**SHORT PROBLEM**
Repeat the lines from the one containing "plate reading jon" through the last line, swapping "woman" for "person" and leaving everything else unchanged.

Point-based annotation data:
** start **

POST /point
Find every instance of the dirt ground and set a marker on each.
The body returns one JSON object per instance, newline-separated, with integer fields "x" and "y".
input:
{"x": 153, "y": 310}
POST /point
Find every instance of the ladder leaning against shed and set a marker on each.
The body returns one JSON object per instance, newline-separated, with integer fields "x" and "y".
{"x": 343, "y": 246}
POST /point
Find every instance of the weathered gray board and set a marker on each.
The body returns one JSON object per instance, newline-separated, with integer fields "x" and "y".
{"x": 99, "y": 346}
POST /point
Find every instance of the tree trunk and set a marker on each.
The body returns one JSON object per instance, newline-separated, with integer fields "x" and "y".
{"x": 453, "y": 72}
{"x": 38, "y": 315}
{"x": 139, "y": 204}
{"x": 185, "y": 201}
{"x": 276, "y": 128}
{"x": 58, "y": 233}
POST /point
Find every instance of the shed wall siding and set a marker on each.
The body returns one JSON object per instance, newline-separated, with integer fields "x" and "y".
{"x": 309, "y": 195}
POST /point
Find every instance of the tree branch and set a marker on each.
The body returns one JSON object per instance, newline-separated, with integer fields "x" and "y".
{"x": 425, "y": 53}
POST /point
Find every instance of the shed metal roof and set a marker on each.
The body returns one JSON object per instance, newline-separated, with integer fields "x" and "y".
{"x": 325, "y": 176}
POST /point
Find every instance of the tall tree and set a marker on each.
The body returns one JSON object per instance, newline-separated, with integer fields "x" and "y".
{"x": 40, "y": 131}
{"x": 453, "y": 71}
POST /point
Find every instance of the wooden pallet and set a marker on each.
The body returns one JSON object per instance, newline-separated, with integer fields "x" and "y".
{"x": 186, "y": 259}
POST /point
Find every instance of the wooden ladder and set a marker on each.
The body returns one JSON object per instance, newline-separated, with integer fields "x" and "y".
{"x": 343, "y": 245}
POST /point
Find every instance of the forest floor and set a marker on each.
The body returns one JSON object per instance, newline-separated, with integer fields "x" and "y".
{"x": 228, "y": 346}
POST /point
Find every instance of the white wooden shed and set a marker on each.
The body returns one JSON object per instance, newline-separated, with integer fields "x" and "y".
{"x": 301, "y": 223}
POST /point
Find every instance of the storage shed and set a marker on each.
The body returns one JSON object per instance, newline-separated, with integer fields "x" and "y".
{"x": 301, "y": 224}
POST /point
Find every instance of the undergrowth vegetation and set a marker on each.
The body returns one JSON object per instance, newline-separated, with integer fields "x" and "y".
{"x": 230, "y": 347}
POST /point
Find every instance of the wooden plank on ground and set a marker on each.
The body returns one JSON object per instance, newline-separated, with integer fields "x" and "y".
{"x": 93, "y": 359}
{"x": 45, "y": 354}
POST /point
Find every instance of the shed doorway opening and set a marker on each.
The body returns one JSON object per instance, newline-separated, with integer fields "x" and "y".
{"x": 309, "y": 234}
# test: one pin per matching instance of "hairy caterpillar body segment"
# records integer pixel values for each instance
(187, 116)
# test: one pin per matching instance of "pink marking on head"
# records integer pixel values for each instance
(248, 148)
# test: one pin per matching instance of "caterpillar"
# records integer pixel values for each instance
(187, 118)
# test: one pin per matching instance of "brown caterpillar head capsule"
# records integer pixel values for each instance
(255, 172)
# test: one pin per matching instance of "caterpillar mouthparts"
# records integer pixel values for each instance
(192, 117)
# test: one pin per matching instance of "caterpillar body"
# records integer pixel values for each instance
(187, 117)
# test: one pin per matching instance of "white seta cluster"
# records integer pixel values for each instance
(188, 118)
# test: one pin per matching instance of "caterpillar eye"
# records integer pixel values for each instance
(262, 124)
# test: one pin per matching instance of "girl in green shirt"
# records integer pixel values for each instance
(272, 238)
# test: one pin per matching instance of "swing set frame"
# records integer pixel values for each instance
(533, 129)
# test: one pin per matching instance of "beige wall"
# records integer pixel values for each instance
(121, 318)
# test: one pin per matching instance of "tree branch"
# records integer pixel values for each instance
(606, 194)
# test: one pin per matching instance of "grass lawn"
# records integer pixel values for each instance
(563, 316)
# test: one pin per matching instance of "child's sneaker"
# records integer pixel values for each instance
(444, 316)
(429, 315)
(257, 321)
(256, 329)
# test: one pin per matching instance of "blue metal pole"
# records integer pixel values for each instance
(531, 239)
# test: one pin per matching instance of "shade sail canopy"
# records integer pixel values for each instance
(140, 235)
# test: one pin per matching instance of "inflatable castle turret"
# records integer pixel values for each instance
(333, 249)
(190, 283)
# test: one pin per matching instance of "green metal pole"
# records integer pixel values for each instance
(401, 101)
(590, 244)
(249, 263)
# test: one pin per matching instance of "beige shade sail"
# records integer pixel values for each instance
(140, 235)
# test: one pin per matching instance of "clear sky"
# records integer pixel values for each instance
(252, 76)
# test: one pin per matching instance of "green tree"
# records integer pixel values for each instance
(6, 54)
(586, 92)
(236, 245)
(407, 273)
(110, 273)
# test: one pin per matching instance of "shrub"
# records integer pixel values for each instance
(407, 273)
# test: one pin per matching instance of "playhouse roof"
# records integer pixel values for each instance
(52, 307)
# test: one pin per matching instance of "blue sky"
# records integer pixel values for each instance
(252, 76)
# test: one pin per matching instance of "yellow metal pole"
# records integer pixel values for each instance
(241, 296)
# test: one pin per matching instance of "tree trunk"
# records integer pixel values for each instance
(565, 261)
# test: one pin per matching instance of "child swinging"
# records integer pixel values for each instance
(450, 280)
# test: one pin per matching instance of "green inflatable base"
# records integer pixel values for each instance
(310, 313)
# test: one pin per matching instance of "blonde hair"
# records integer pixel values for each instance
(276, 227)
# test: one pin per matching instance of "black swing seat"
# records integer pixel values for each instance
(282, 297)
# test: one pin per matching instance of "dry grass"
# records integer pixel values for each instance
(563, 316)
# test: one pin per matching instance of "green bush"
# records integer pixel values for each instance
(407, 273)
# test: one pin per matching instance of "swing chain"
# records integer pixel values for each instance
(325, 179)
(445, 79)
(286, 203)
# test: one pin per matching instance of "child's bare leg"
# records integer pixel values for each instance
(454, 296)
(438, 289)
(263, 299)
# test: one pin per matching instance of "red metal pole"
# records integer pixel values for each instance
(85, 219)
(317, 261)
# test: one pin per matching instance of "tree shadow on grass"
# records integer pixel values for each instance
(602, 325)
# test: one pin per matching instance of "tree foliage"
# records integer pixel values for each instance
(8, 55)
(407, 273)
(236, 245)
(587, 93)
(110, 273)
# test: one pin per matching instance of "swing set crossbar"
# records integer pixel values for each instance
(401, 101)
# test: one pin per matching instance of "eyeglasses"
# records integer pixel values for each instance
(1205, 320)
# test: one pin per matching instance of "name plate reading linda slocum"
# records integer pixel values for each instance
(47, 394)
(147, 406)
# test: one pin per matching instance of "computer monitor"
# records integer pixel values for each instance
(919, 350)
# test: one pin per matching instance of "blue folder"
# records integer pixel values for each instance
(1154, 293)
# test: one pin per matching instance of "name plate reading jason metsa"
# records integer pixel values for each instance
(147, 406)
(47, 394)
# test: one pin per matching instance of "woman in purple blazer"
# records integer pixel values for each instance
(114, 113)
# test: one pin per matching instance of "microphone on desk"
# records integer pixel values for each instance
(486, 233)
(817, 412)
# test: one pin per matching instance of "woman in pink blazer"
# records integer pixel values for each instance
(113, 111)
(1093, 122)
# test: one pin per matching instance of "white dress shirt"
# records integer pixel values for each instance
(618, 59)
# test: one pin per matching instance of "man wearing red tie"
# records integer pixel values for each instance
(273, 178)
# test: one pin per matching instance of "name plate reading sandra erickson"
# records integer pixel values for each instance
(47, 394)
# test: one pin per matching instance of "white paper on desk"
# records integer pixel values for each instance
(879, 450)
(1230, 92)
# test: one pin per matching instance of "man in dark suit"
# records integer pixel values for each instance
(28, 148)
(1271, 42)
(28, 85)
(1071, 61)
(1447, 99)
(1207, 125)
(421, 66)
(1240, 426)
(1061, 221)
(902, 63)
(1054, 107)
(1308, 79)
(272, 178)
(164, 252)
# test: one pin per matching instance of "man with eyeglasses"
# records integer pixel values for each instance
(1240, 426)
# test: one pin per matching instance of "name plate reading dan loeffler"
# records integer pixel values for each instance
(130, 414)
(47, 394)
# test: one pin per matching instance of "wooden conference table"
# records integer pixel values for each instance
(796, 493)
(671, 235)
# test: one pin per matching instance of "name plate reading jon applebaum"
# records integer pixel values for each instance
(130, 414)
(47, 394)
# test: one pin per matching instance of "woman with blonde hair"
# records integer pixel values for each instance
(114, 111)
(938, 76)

** end **

**THE COMPLETED TASK**
# test: one pin per matching instance of "name plate reading jon applebaum"
# records integer pixel values for each instance
(130, 414)
(47, 394)
# test: one pin per matching instance of "person with blonde hair"
# records integer pixel values for each instance
(114, 111)
(938, 76)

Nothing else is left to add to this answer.